● Tasks and exercises:
(1) According to the text on robot-assisted scoliosis surgery, how many pediatric hospitals in the country have access to the Mazor X system?
(2) List every professional title and degree that the text on robot-assisted scoliosis surgery gives for Mark Erickson.

● Source text:
++++
Studies show a return to the operating room for malpositioned screws happens in up to 3% of scoliosis cases (1 - 4). Orthopedic surgeon and pediatric spine specialist Mark Erickson, MD, MMM, is adamant that’s an avoidable complication. So he’s working to improve it by honing the use of a navigation and robotics system called Mazor X. Children’s Colorado is one of only three pediatric hospitals in the country with access to the technology. Robot-assisted spine surgery isn’t new. It’s already used in adults. But those surgeries are largely focused in the lumbar spine, where the robot guides the surgeon in placing a small number of screws over a couple of levels.
In pediatric scoliosis surgery, Dr. Erickson and his team are covering a much larger area with significantly more screws — 12 and 14 levels or 18 to 20 screws. As part of a beta group for Mazor X, they’ve been working to fully understand the machine’s capabilities and limitations so they can improve its safety and accuracy. In fact, the team recently completed its 100th robot-assisted surgery — the most of any pediatric hospital in the country.
++++
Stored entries
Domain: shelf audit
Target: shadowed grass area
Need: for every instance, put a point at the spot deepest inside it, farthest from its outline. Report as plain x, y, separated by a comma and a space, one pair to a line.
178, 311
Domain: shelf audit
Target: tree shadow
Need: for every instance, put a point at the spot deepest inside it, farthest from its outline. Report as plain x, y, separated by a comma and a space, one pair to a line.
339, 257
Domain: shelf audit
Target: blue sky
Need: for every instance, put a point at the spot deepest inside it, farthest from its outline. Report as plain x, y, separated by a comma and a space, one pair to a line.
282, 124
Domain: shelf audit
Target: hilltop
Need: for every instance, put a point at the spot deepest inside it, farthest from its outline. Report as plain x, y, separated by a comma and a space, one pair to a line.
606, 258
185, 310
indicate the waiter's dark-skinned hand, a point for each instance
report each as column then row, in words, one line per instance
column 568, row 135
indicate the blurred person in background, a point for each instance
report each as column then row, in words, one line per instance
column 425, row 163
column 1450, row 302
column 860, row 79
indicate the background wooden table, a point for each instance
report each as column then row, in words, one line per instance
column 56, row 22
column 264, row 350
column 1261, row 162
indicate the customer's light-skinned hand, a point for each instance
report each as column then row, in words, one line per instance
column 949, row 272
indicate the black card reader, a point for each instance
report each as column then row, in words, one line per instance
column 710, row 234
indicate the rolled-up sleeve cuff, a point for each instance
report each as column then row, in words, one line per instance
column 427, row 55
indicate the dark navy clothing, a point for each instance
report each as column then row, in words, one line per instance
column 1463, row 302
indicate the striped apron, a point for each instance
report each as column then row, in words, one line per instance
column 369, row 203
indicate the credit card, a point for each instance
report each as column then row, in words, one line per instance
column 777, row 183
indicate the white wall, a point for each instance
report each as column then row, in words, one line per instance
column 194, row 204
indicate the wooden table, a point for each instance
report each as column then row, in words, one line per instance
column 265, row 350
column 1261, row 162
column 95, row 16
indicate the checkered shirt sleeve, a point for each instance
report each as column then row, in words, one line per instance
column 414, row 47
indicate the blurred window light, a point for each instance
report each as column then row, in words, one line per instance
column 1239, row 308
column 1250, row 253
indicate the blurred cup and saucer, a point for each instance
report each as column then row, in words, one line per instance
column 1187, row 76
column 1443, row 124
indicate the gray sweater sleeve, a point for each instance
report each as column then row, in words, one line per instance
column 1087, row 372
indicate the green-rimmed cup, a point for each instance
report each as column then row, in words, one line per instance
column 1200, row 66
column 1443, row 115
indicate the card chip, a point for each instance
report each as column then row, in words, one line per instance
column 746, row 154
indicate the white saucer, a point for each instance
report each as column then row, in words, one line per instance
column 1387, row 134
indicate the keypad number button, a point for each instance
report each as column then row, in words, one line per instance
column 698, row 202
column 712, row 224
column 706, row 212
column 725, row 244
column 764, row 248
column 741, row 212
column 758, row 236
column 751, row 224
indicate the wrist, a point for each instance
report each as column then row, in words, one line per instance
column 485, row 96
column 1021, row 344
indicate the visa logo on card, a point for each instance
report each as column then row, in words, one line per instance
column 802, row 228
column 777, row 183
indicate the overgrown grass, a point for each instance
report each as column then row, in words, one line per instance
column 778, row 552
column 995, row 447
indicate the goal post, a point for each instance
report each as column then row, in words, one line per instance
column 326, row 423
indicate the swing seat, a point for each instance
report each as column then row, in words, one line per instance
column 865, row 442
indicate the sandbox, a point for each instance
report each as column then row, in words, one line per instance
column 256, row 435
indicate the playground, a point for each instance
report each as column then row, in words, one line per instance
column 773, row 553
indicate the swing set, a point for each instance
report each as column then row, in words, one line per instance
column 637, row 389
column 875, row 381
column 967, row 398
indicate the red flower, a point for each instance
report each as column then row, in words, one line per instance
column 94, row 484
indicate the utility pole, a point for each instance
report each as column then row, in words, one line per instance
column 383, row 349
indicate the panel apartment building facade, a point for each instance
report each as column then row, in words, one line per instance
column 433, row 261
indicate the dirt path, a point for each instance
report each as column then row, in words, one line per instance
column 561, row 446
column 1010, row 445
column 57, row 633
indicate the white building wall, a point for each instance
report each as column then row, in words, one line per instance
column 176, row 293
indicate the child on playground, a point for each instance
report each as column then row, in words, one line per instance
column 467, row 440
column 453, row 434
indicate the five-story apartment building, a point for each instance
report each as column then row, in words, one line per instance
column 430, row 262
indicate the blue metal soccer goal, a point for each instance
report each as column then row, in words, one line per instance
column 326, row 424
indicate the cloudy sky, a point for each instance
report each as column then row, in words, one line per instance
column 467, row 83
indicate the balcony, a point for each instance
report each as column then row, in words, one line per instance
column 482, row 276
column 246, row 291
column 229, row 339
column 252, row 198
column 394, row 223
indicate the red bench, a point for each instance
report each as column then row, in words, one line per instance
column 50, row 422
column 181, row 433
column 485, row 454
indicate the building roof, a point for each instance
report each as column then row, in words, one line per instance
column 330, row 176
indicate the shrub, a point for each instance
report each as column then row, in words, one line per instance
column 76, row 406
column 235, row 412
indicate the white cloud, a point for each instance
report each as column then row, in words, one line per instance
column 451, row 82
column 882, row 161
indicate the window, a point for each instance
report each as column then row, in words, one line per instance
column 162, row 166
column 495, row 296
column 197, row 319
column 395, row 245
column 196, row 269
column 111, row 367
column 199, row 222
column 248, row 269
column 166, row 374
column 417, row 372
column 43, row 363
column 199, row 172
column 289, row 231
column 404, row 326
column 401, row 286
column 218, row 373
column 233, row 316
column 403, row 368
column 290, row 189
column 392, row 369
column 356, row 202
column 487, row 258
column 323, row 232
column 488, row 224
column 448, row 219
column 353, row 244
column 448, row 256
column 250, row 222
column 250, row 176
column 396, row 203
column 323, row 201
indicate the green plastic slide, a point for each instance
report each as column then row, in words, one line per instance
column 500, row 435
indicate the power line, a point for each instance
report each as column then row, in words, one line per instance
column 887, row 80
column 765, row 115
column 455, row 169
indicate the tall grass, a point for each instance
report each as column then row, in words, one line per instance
++++
● Task responses:
(1) Three, one of which is Children's Colorado.

(2) Orthopedic surgeon, pediatric spine specialist, MD, MMM